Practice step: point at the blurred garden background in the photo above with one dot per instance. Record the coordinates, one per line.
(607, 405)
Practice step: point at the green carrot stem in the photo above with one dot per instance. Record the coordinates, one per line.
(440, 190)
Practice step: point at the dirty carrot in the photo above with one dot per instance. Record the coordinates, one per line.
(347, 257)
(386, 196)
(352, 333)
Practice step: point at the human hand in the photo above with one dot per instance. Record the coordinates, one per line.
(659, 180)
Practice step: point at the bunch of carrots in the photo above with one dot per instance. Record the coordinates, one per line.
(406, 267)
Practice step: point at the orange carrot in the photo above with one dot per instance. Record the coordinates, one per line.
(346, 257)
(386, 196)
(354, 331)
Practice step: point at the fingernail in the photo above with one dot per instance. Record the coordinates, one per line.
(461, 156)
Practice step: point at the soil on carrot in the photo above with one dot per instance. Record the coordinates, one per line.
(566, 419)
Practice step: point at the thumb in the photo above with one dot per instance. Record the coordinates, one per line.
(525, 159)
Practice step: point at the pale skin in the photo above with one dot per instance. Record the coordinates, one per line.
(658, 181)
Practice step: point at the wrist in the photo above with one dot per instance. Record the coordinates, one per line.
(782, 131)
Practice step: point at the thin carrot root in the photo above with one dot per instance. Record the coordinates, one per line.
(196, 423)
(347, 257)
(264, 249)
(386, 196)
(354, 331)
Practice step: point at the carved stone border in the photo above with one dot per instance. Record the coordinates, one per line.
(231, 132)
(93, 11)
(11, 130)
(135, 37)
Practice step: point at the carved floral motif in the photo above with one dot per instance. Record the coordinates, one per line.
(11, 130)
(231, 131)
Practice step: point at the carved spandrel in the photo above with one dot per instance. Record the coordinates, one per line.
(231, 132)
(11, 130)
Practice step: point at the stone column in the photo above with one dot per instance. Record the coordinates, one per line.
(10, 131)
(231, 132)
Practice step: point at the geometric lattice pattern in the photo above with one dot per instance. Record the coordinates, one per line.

----------------------------------------

Given instruction:
Rewrite all the records, changing "Practice step" to "Drill" wherever it occurs and leaving everything else untouched.

Completed exercise:
Drill: point at the blurred garden background in the photo above with one dot per instance. Record the coordinates, one per line.
(607, 405)
Drill: point at the green carrot stem in the photo above with one dot per instance. Record the coordinates, one per line.
(440, 190)
Drill: point at the dirty carrot in the photo above with one dot per instance. Record the coordinates, one per line.
(347, 257)
(386, 196)
(352, 333)
Drill: point at the human hand in the photo above with one dot per instance. Record the coordinates, one per line.
(659, 180)
Drill: point at the bunch of carrots in the photo above with one dot per instance. Record the coordinates, one per line.
(406, 267)
Drill: point at the orange carrot in the photo above with one dot per instance. Record the coordinates, one per line.
(346, 257)
(386, 196)
(354, 331)
Drill: point at the fingernail in the photo above with one dot per instance. Record the coordinates, one per line.
(461, 156)
Drill: point at the soil on carrot in the photo above with one dot per instance. Record the coordinates, one per line.
(566, 419)
Drill: point at the thumb in the photo above with one dot per instance. Record the coordinates, one per line.
(525, 159)
Drill: point at the pale skin in the photo above with one dot per instance. Record the coordinates, one per line.
(658, 181)
Drill: point at the wrist in the photo above with one dot per instance. Record the coordinates, one per line.
(782, 131)
Drill: point at the thin carrot root in the photo above with one dot per instance. Record the coordinates, one per line.
(196, 423)
(347, 257)
(264, 249)
(386, 196)
(354, 331)
Drill: point at the carved stone border in the photo above with one dot per instance. Record the coordinates, one per line.
(231, 132)
(93, 11)
(11, 130)
(135, 37)
Drill: point at the carved floral motif in the photo above with one dot per instance. Record the coordinates, one per line.
(11, 130)
(231, 131)
Drill: point at the carved spandrel in the photo above with one dot per instance. Record the coordinates, one per line.
(231, 132)
(11, 130)
Drill: point at the stone column in the photo above with one dot per instance. Record the coordinates, one per line.
(10, 131)
(231, 132)
Drill: point at the geometric lattice pattern in the photo above with one dot per instance. Record the coordinates, one per line.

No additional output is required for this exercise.